[SHORT PROBLEM 1] Rewrite the Node.js clustering text from "sudo npm i -g" up to and including "processes as possible.", replacing "pm2" with "pm-cluster".
[SHORT PROBLEM 2] List everything that, according to the Node.js clustering text, each worker gets.
[SHORT PROBLEM 3] Continue the Node.js clustering text from the point where it stops.

### DOCUMENT EXCERPT ###

The master is only in charge of workers. The workers are in charge of handling incoming requests, reading files etc.
Each worker gets its event loop, memory and v8 instance.
When using clustering, the incoming requests to a Node.js application will be distributed across the multiple processes running on different CPU cores.
When a client makes a request to the application, the master process will determine which child process is available to handle the request, and then forward the request to that child process. The child process will then handle the request and send the response back to the client.
There is an awesome package called pm2 that can help you with clustering. It uses the cluster module behind the scenes.
sudo npm i -g pm2
To start your app in cluster mode, run
pm2 start index.js -i max
pm2 will autodetect the number of available CPU cores and run as many processes as possible.
You can also create a JSON file with the pm2 configuration.
{
"name": "my-app",
"script": "index.js",
"instances": "max",
"exec_mode": "cluster",
"max_memory_restart": "1G",
"env": {
"NODE_ENV": "production"

### INFORMATION SUPPLIED ###

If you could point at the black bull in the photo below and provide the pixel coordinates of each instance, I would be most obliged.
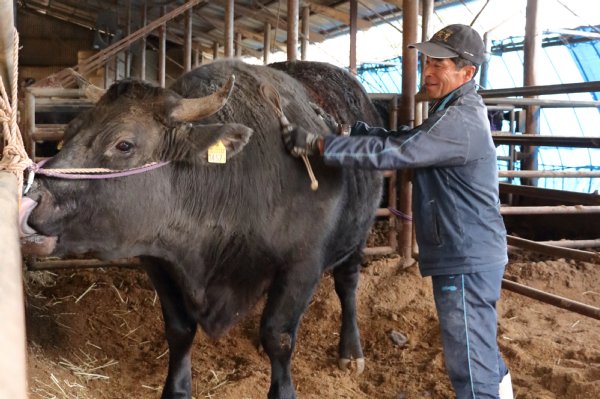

###

[EXPECTED ANSWER 1]
sudo npm i -g pm-cluster
To start your app in cluster mode, run
pm-cluster start index.js -i max
pm-cluster will autodetect the number of available CPU cores and run as many processes as possible.

[EXPECTED ANSWER 2]
- Its event loop
- Memory
- A v8 instance

[EXPECTED ANSWER 3]
}
}
To use this configuration file, save it as ecosystem.config.json
in the root directory of your Node.js application, and then run the following command:
pm2 start ecosystem.config.json
childprocess.fork()
Forking in Unix language is cloning a process.
child_process.fork()
is a method used to create a new child process that runs a Node.js module. The new child process is an independent instance of the Node.js runtime, which means it can run its own event loop and use its own memory.
When you call child_process.fork()
in your Node.js application, you create a new child process that runs a specified JavaScript file. This child process is completely separate from the parent process, which means it has its own event loop and memory space.
The child process can communicate with the parent process using inter-process communication (IPC). This means that the parent and child processes can exchange messages and data with each other.
child_process.fork()
is often used in Node.js applications to run CPU-intensive tasks in a separate child process so that the main event loop of the application is not blocked. For example, you could use child_process.fork()
to run a script that generates a large amount of data, and then send that data back to the parent process using IPC.
Here is a sample code of how the child_process.fork()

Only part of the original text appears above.